(Extracted information):

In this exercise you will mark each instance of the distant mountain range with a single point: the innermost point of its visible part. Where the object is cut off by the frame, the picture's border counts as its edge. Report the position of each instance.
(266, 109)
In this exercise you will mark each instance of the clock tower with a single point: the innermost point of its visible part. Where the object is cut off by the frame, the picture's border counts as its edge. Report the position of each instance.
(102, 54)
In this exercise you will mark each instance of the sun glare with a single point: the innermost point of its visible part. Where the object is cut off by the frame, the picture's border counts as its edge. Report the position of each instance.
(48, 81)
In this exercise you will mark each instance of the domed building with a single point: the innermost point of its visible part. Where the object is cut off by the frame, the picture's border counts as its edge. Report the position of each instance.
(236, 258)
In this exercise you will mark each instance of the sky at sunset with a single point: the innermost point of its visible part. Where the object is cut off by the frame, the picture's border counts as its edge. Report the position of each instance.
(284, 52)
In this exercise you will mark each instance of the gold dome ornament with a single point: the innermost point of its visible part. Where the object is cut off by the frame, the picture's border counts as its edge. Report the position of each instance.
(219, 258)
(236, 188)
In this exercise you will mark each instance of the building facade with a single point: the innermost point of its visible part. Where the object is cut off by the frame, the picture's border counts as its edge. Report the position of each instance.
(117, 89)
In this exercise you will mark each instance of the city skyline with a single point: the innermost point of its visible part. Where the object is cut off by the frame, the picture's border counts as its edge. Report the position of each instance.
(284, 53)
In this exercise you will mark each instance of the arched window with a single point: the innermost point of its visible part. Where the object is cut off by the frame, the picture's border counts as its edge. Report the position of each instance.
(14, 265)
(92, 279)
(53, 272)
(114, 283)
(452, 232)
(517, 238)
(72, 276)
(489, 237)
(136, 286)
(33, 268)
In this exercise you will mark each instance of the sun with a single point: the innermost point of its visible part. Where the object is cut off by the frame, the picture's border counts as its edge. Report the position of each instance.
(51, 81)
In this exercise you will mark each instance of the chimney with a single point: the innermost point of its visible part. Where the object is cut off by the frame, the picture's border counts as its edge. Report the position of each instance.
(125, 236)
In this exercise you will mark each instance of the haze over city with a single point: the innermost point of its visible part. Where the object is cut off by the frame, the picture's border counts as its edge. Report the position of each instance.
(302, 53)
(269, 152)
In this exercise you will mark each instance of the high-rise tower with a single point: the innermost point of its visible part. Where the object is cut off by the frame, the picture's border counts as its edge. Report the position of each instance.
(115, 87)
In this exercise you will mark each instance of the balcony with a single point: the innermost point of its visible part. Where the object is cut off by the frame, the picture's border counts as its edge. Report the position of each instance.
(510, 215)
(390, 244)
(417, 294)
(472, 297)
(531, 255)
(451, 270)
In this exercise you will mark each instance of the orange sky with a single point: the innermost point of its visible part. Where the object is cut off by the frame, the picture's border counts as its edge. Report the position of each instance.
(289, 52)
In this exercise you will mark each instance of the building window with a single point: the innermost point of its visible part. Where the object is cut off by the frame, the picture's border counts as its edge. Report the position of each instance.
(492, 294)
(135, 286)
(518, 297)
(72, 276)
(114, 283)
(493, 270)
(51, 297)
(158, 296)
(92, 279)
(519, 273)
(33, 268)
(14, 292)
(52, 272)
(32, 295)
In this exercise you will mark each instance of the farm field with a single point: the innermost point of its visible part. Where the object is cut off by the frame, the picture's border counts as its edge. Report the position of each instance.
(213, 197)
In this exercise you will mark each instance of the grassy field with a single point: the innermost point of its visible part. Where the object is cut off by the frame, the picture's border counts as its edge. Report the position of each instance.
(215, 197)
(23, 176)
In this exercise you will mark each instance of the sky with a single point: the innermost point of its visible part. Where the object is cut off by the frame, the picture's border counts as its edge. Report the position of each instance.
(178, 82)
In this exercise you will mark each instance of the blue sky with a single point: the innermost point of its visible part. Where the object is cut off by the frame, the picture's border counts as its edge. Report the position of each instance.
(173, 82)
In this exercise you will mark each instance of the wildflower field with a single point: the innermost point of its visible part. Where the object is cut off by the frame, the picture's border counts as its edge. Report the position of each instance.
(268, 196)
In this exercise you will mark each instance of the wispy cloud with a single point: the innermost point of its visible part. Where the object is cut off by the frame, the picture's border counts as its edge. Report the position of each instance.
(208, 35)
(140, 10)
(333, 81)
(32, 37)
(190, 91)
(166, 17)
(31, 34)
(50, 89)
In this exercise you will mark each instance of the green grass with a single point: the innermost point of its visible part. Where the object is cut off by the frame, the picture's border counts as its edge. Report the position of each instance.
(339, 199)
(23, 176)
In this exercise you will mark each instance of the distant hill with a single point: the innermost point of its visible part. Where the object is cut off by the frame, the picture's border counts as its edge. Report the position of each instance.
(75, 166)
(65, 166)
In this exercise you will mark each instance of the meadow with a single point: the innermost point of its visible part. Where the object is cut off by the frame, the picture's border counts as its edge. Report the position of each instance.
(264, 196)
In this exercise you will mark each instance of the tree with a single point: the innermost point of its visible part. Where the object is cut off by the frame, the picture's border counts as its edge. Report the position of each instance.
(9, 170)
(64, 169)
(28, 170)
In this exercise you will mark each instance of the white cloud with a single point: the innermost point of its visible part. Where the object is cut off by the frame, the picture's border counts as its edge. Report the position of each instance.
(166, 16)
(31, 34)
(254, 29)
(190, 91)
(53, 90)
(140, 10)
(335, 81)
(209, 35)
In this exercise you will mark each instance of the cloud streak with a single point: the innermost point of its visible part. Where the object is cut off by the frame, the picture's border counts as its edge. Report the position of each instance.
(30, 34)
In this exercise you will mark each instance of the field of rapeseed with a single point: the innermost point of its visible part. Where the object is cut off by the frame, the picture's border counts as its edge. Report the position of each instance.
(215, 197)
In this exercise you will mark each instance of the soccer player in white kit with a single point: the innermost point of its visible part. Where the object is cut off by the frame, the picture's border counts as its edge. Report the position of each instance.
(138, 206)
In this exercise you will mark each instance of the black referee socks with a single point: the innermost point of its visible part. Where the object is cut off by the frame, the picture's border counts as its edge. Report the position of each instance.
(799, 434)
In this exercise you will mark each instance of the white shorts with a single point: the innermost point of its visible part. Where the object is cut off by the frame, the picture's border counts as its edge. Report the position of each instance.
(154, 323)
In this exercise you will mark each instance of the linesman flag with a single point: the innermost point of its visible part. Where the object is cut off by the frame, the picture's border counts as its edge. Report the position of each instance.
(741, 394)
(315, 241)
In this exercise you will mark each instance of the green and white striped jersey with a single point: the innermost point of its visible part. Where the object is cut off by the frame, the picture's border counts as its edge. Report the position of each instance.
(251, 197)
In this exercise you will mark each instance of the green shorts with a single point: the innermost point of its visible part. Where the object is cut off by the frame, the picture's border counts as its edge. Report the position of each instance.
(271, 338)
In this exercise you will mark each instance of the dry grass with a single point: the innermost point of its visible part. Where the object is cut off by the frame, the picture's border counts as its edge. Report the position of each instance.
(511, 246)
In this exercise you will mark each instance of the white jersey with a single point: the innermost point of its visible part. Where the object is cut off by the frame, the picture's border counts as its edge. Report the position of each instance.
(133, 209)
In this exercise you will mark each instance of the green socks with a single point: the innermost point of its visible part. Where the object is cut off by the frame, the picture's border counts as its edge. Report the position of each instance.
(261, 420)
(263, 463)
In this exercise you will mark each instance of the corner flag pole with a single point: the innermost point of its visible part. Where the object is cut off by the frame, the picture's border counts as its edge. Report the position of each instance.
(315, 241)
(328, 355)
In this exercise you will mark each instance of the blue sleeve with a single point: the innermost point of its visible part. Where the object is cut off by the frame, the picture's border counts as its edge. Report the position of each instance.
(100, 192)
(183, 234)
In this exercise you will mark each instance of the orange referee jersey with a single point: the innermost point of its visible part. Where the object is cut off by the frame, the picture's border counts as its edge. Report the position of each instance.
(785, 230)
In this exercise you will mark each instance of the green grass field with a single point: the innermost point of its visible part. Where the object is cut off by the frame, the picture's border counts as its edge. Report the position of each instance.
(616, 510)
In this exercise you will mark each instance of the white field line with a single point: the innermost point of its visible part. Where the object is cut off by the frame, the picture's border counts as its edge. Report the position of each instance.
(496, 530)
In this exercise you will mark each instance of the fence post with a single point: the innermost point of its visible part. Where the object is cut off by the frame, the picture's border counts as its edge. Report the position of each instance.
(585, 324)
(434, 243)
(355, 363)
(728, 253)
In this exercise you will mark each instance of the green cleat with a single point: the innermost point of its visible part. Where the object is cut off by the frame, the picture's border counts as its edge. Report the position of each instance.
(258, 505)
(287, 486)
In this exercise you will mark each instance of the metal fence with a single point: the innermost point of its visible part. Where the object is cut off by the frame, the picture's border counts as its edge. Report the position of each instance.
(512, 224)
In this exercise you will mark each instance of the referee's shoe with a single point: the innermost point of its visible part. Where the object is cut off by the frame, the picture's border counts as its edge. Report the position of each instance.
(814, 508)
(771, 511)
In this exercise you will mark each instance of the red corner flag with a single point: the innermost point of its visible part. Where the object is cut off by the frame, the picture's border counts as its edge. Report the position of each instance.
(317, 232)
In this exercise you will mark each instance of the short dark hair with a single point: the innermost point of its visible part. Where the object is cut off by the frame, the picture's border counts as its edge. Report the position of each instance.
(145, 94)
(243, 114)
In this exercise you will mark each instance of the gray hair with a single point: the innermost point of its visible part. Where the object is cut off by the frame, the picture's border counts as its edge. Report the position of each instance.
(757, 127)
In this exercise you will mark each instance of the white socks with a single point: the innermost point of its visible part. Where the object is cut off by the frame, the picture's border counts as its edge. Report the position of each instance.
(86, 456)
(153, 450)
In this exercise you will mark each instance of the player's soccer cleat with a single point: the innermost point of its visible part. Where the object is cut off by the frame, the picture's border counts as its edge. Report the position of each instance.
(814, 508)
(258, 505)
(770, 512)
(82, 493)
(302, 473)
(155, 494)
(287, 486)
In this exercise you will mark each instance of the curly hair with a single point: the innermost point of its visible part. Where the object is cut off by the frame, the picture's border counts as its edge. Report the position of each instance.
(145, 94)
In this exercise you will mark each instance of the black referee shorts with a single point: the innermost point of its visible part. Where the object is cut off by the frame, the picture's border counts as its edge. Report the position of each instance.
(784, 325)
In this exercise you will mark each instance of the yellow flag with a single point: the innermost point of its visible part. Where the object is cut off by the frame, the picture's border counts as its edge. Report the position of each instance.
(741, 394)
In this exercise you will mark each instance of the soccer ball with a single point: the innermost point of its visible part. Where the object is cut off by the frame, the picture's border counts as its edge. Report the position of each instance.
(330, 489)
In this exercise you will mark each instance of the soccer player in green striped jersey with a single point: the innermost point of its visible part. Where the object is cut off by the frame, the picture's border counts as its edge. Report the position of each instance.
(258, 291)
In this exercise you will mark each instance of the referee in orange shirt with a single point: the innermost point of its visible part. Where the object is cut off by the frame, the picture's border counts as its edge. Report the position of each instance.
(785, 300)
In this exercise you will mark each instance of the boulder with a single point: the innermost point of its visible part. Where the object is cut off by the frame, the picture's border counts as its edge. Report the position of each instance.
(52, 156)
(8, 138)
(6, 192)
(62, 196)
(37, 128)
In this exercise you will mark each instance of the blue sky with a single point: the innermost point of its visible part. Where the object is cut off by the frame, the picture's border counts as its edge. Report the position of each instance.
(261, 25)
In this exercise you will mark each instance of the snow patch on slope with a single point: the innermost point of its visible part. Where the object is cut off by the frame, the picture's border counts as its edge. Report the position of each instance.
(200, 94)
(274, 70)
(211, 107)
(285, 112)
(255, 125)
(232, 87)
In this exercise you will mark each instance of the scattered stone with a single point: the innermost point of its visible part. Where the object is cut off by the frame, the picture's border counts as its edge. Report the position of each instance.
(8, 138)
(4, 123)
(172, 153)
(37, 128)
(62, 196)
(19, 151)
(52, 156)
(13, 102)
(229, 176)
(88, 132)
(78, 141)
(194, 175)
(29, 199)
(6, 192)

(Aim of the exercise):
The line containing "In this exercise you will mark each instance of the snow" and every line after it, through the end of the records, should be repeated exactly and alone.

(Task result):
In this exercise you will mark each instance of the snow patch on slope with a single point: the innermost point of its visible part. Where the object is cut off by the frame, the picture's border counts as its edge. Report the position of each instance.
(200, 94)
(274, 70)
(211, 107)
(285, 112)
(255, 125)
(232, 87)
In this exercise you will mark each instance of the scattered stone with a single point: the innermost point of its visible part. Where the object is cut off by the frame, the picture's border counts as its edge. Report the position of each instance.
(8, 138)
(4, 123)
(172, 153)
(37, 128)
(62, 196)
(19, 151)
(52, 156)
(13, 102)
(229, 176)
(88, 132)
(78, 141)
(194, 175)
(29, 199)
(6, 192)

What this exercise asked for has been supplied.